→ **Extrait du texte**
Thursday, December 6, 2007

Semaine 16 : le charnier et la fleur.

« Bonsoir à tous.

Je dis "bonsoir" car précisément, ici, nous sommes mercredi soir, et je réponds une fois encore à l’appel de mon clavier. Que de bruit ce soir ! Il y a un mariage ou je ne sais quoi à côté, et ça hurle. Visiblement, les gens qui reçoivent ont de l’argent car jamais de mémoire d’homme il n’y avait eu autant de bruit dans la rue. Jamais aussi il n’y avait eu autant de voitures garées. Et quelles voitures ! Des Chevrolet, des grosses cylindrées, des coupées, des pick-up dernier cri. Peut-être est-ce la suite du mariage de la nièce du gouverneur de la province qui a eu lieu le mois dernier dans les mêmes conditions et au même endroit. Et comme le gouverneur se trouve être le frère de Hun Sen, Premier ministre depuis 1985 (ce qui, vous vous en doutez, lui a laissé le temps d’enrichir son clan), ça tombe plutôt bien pour sa nièce; on comprend dès lors pourquoi la police et l’armée ont été appelées à la rescousse. Ainsi, il y a peu, ce mariage donnait à la rue de l’évêché des airs de Boulevard Malesherbes au passage de Poutine. Bref.

Malgré les basses qui me cassent les oreilles, je vais tâcher de vous raconter ma semaine dernière, la seizième de ma vie cambodgienne. Lundi, mardi, mercredi, jeudi : rien de spécial. Comme d’habitude, je n’ai pas pris le temps de voir passer le temps. A noter, simplement, le passage de deux frères de la communauté de Taizé, à l’occasion d’une grande prière à la mode de Bourgogne organisée à Koh Roka mercredi, et poursuivie à Phnom Penh jeudi. Je suis surpris de l’aura qu’a Taizé ici-bas : certains s’étonnent même que je ne connaisse pas...

→ **Tâche courte a**
Recopiez fidèlement le passage du billet sur la vie au Cambodge, de « Malgré les basses » jusqu’à « ne connaisse pas... » inclus.
Le billet et la liste qui suit n’ont aucun lien entre eux.

→ **Entrées fournies**

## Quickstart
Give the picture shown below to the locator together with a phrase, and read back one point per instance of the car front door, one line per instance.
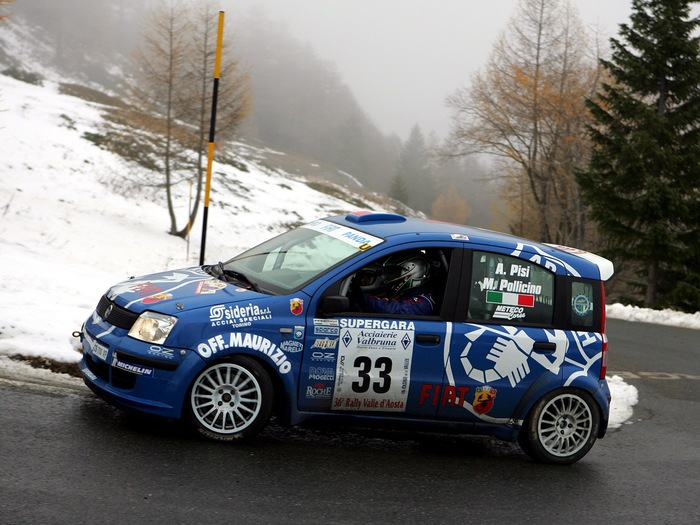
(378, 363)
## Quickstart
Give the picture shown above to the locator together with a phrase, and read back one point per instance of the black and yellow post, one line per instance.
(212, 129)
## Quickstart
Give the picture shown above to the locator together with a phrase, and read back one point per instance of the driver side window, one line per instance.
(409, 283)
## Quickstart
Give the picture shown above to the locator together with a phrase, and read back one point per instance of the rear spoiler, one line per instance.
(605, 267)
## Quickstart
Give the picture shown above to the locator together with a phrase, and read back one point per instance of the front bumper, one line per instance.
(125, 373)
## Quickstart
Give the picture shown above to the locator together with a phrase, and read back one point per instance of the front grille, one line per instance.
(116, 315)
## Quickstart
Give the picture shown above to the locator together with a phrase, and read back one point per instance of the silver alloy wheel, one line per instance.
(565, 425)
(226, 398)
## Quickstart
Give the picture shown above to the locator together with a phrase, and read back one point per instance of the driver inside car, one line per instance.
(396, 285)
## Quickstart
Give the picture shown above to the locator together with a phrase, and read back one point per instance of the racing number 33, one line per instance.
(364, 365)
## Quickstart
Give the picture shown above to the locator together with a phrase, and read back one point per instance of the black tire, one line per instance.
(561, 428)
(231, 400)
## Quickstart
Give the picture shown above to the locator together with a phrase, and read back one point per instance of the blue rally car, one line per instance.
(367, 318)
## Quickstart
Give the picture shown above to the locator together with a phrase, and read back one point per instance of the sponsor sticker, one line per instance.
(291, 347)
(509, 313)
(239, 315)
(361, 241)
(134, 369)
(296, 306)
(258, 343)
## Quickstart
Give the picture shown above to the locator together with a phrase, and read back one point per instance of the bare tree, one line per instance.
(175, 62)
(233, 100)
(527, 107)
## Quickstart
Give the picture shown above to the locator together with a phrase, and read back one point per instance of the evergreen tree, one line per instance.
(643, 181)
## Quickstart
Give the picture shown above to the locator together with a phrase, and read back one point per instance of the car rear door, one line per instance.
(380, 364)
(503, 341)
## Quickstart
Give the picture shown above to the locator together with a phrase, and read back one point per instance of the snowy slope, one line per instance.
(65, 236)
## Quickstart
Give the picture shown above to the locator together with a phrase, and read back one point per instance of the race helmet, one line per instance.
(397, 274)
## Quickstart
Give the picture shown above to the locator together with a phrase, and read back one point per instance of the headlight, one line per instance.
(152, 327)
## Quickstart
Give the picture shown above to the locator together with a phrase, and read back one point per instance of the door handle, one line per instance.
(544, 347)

→ **Tâche courte b**
Sélectionnez toutes les lignes de la liste où figure la chaîne « door », en tenant compte des majuscules et des minuscules.

→ **Résultat obtenu a**
Malgré les basses qui me cassent les oreilles, je vais tâcher de vous raconter ma semaine dernière, la seizième de ma vie cambodgienne. Lundi, mardi, mercredi, jeudi : rien de spécial. Comme d’habitude, je n’ai pas pris le temps de voir passer le temps. A noter, simplement, le passage de deux frères de la communauté de Taizé, à l’occasion d’une grande prière à la mode de Bourgogne organisée à Koh Roka mercredi, et poursuivie à Phnom Penh jeudi. Je suis surpris de l’aura qu’a Taizé ici-bas : certains s’étonnent même que je ne connaisse pas...

→ **Résultat obtenu b**
Give the picture shown below to the locator together with a phrase, and read back one point per instance of the car front door, one line per instance.
Give the picture shown above to the locator together with a phrase, and read back one point per instance of the car rear door, one line per instance.
Give the picture shown above to the locator together with a phrase, and read back one point per instance of the door handle, one line per instance.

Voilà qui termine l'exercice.